== Exercise text ==
/---
New Jersey lawmakers are moving swiftly to restore funding for family planning centers, such as Planned Parenthood, eight years after former Gov. Chris Christie cut the money from the state budget.
The state Senate passed a bill (S-120) Thursday that would reinstate $7.45 million in grants for family planning and women’s health clinics. Assembly Democrats said they planned to vote on the bill later this month. Democratic Gov. Phil Murphy has pledged to sign the legislation after Christie, a Republican, vetoed similar bills several times during his tenure.
The measure cleared the Senate by a 29-9 vote, and a related bill (S-105) that would expand Medicaid eligibility to women for family planning services passed 34-5.
“This is a day that’s a long time coming,” Senate Majority Leader Loretta Weinberg (D-Bergen), a primary sponsor of the bill, said during a news conference before the vote. “It’s 2018. We should not even be debating these issues. I don’t ever, ever want to debate anymore women’s access to reproductive care. And we will give that back to women fully when Governor Murphy signs both of these bills.”
Christie has cut the yearly appropriation to family planning clinics since 2010. He initially said he scrapped the funding for budgetary reasons, but shifted his explanation in 2015 as he ran for president, telling voters his vetoes reflected his social conservative values.
\---
== Material supplied ==
/---
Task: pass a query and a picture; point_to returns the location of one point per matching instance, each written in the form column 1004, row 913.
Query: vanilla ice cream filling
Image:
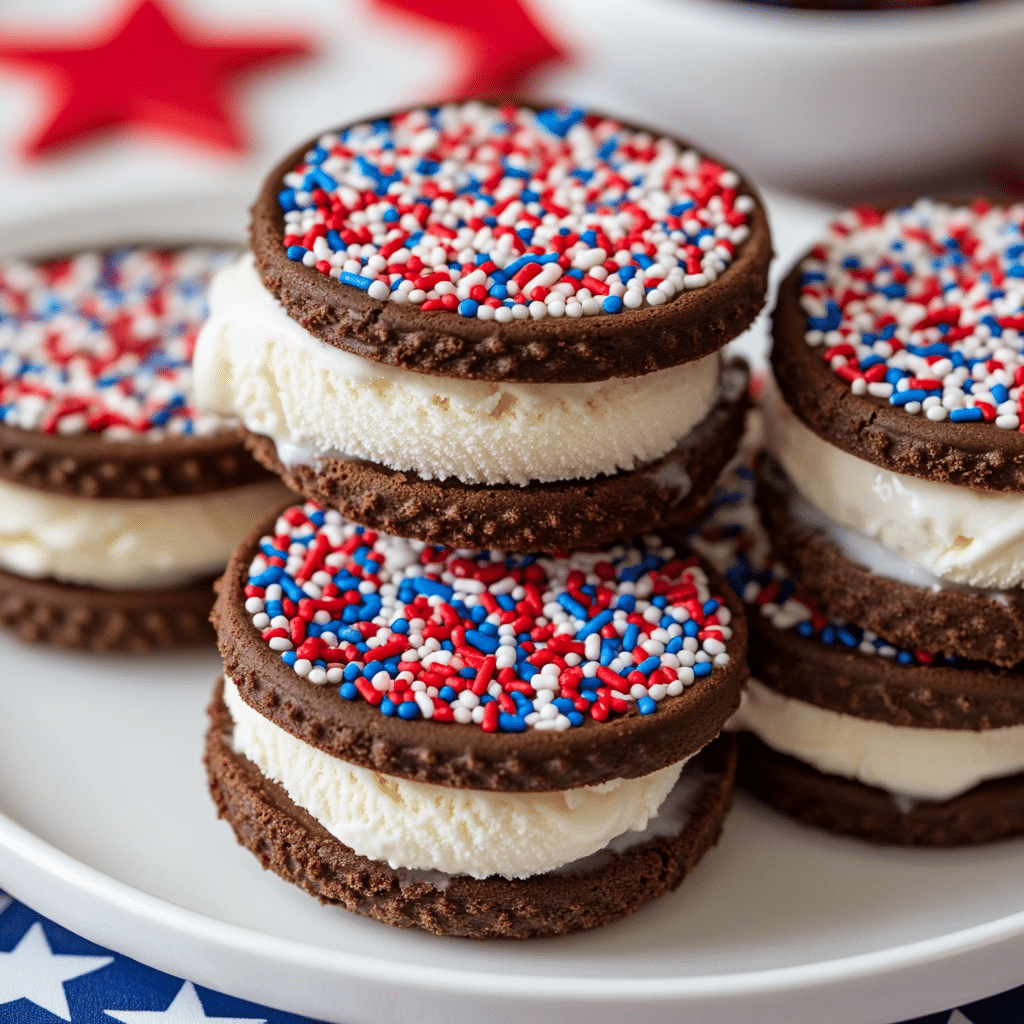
column 419, row 825
column 921, row 764
column 254, row 361
column 126, row 544
column 975, row 538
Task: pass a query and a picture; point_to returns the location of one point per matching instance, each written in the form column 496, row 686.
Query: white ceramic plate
column 105, row 826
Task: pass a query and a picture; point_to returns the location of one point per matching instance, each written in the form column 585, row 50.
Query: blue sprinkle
column 631, row 636
column 481, row 641
column 905, row 397
column 966, row 415
column 572, row 606
column 432, row 588
column 355, row 280
column 993, row 326
column 595, row 625
column 291, row 589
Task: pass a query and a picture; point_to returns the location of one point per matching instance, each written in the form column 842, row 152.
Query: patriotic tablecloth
column 47, row 972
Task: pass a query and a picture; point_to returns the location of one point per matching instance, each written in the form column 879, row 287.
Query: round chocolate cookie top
column 506, row 242
column 801, row 651
column 899, row 339
column 479, row 669
column 101, row 342
column 967, row 622
column 95, row 376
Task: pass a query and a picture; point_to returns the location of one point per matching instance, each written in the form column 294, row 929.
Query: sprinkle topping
column 731, row 536
column 924, row 305
column 507, row 213
column 506, row 642
column 102, row 342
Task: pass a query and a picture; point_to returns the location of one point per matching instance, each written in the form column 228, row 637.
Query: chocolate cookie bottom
column 288, row 841
column 560, row 515
column 988, row 812
column 90, row 619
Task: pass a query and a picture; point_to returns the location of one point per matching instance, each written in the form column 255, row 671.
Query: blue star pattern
column 48, row 974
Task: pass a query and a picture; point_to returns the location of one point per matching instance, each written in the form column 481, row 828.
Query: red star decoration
column 144, row 72
column 503, row 42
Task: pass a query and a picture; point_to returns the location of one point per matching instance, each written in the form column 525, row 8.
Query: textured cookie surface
column 928, row 366
column 693, row 221
column 540, row 516
column 87, row 466
column 972, row 625
column 89, row 619
column 288, row 841
column 293, row 674
column 990, row 811
column 927, row 696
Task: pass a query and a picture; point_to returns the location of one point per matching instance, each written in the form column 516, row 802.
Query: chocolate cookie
column 602, row 736
column 118, row 500
column 545, row 179
column 966, row 622
column 986, row 813
column 944, row 291
column 540, row 516
column 606, row 886
column 848, row 681
column 843, row 699
column 89, row 619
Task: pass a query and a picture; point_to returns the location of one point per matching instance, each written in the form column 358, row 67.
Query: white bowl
column 809, row 98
\---
== Work to complete ==
1. List every person named in the article about New Jersey family planning funding.
2. In the article about New Jersey family planning funding, copy the passage between "Christie has cut" and "social conservative values.", inclusive.
3. Carry on the article about New Jersey family planning funding from its final sentence.

== Answers to the tasks ==
1.
Chris Christie
Phil Murphy
Loretta Weinberg

2.
Christie has cut the yearly appropriation to family planning clinics since 2010. He initially said he scrapped the funding for budgetary reasons, but shifted his explanation in 2015 as he ran for president, telling voters his vetoes reflected his social conservative values.

3.
Clinics that would receive the grants would be barred from spending the funds on abortions.
Officials at Planned Parenthood said the state grants previously paid for cancer screenings, birth control and prevention and treatment of sexually transmitted diseases, among other services. Six of 58 family planning clinics in New Jersey have closed since the funding was cut, according to Planned Parenthood.
“Health centers closed, cut hours or staff. Thousands of patents lost access to reproductive health care, and the health and lives of New Jerseyans are at risk,” Christine Sadovy, legislative and political director for the Planned Action Fund of New Jersey, said Thursday.
Assembly Speaker Craig Coughlin (D-Middlesex) said he expects the bills to see a vote in the Assembly on Feb. 15.